> _GOAL_: Pick up the funny parenting piece about babies as secret weapons right after its last sentence and keep it going.

* begin TEXT SECTION *

Somewhere, in a virtual Big Brother like nerve centre there is a scene that runs like this:

‘Number One, we have been watching the Terrified Dad fellow and he seems to be getting the hang of things. Today he managed to feed his son with only a minimum of mess, make sure the boy had a nap and he later managed to do some shopping and meet a friend for a coffee. And he did not look as ravaged and tired as we had planned for him at this stage!’

‘Really?’ Number One would reply, arching an eyebrow and stroking a white cat (do your own filthy jokes if you must) ‘Okay, let’s change things around. Have the boy refuse all his food from now. Ensure the boy no longer sleeps through the night. Wake him at one, three and five. Make his poo hard, then soft, then hard again just to really confuse everyone. And then just when this Terrified Dad chap gets used to that routine…. change it all again! Whoohoohaaahooohaa! (that is how you spell out an evil laugh) That will teach him to think he can be a good parent!’

watching you


I do not approve of war. It’s a terrible thing…. however, in saying that I think I have found the ultimate solution should our peaceful shores ever be threatened by an aggressor. Instead of sending in crack military troops armed to the teeth with guns and bombs a much more effective method of combat is to parachute in a squadron of babies.

These deadly assassins can wreak havoc, completely tire out our enemies and still leave everyone smiling. The babies could storm the houses of our enemies leaving baby-like devastation in their wake. They could mash mango into the carpet, push toast down the back of sofas, fill every conceivable space in the enemies house with their things, leaving our enemy bewildered as to ‘how such a small person needs so much stuff!’

If the fighting got down and dirty the babies could fight a stealth war, strategically placing model cars on stairs and leaving plastic toys with hard edges lying on the carpet. Jane’s Defence Weekly – your weekly guide to international weapons technology and military defence news – states that standing on a small plastic piano in the shape of a dog is actually 4 times more painful than being shot. And that’s a fact!

* end TEXT SECTION *
* begin DATASET EXCERPT *

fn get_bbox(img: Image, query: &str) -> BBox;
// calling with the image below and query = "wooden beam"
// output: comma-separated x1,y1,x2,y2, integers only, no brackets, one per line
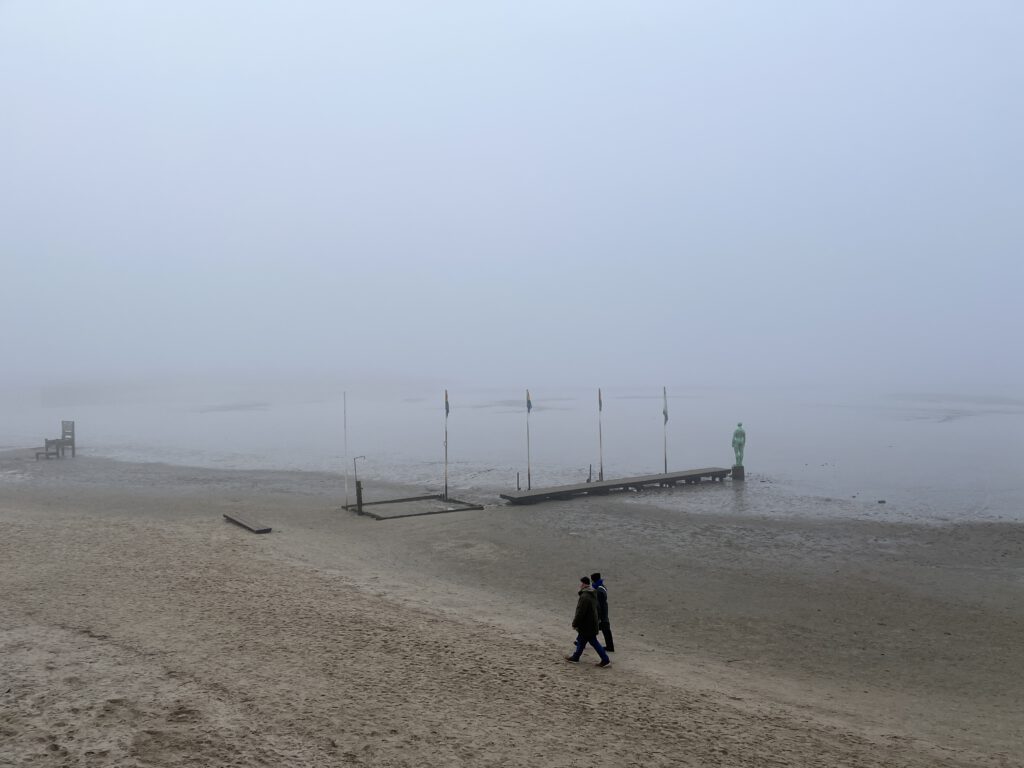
224,512,270,534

* end DATASET EXCERPT *

> _ANSWER FOR THIS EXERCISE_:
When the fighting got to hand to hand combat the babies would pull the ace from their baby gro sleeves and start pulling the hair of the enemy. Babies can accurately target the fine hairs on the back of your neck, the back of your arms and on your chest to cause maximum injury. Before you know it they have a handul of your growth and you have a pretty painful rash.

So beware enemies of the state, think twice before plotting to invade this dear green island. We have babies and we are not afraid to use them.

soldier baby


This weekend we flew to Scotland to visit the grandparents. And this is the strange thing…. Each night I put my son to bed oh so carefully. I then creep on tip toes from his room, across the hallway and pick my way down the wooden stairway like I am traversing a minefield. The slightest misstep and the small boy is awake and screaming blue murder.

If I manage to get downstairs without waking him, shut the living room door and turn the TV on – volume level 1, I consider this a victory. However, should I need to leave the living room to go to the kitchen, get something from the bedroom or, heaven forbid, go to the toilet and then dare to flush it, unless I have the skills of a cat burglar the boy will immediately awaken and in his own way accuse me of wrecking his night’s sleep.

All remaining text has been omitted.